Why? How? Don’t even begin to ask me. But Jacob was snookered, big time, and it probably reminded him of his own actions at home. Finally, he thought, I’ve got happiness. I’ve got Rachel.

But let verse 25 echo in your mind: “and in the morning it was Leah.”

If we are seeking happiness without God in the equation, we will always be disappointed.

But the good news is God wants to help us, and He does this with a fundamental work of sanctification in our lives.

Romans 12:1-2 says: “Here's what I want you to do, God helping you: Take your everyday, ordinary life — your sleeping, eating, going-to-work, and walking-around life — and place it before God as an offering. Embracing what God does for you is the best thing you can do for him” (The Message).

Zachary Scribner and Hilary Hagoski put two pictures on their wedding invitation: the first showed them as ring-bearer and flower girl at a wedding, and the second was a recent shot of them as an engaged couple.

Together the photos communicate the wisdom that a Christ-follower must cultivate in developing a healthy RQ to transition from the first picture to the second.

After shepherding people for over forty years I have arrived at the 8 C’s which form the criteria for a well-founded, biblical RQ. (I share these in detail on my blog at: thedoorcfc/about/blogs).

▬▬▬

Set tasks:
A) Reproduce the Jacob and Leah passage verbatim, from "Together the photos" to "blog at: thedoorcfc/about/blogs).".
B) Answer these from the Jacob and Leah passage:
(i) Which verse is quoted with the words "and in the morning it was Leah"?
(ii) What two pictures did Zachary Scribner and Hilary Hagoski put on their wedding invitation?
(iii) How many C's form the criteria for a well-founded, biblical RQ?

▬▬▬

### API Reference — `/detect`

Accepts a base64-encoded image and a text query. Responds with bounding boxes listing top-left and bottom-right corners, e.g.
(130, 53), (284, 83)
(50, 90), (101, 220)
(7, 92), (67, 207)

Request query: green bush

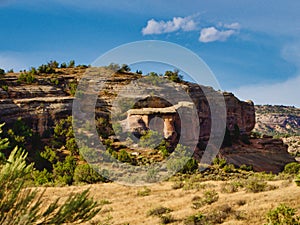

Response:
(139, 130), (164, 149)
(160, 214), (175, 224)
(167, 144), (198, 173)
(118, 149), (132, 163)
(221, 182), (239, 193)
(184, 213), (208, 225)
(37, 63), (55, 74)
(53, 156), (76, 185)
(213, 157), (227, 168)
(295, 174), (300, 186)
(192, 190), (219, 209)
(1, 85), (8, 91)
(147, 206), (173, 216)
(245, 178), (268, 193)
(164, 70), (183, 83)
(223, 164), (235, 173)
(68, 60), (75, 68)
(222, 127), (232, 147)
(240, 164), (253, 171)
(137, 187), (151, 196)
(32, 169), (53, 186)
(0, 68), (5, 78)
(66, 138), (79, 155)
(0, 125), (100, 225)
(18, 72), (35, 84)
(74, 164), (105, 184)
(40, 146), (59, 164)
(283, 162), (300, 175)
(265, 204), (300, 225)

▬▬▬

Outputs by task:
A)
Together the photos communicate the wisdom that a Christ-follower must cultivate in developing a healthy RQ to transition from the first picture to the second.

After shepherding people for over forty years I have arrived at the 8 C’s which form the criteria for a well-founded, biblical RQ. (I share these in detail on my blog at: thedoorcfc/about/blogs).

B)
(i) Verse 25.
(ii) One showed them as ring-bearer and flower girl at a wedding, and the other was a recent shot of them as an engaged couple.
(iii) Eight.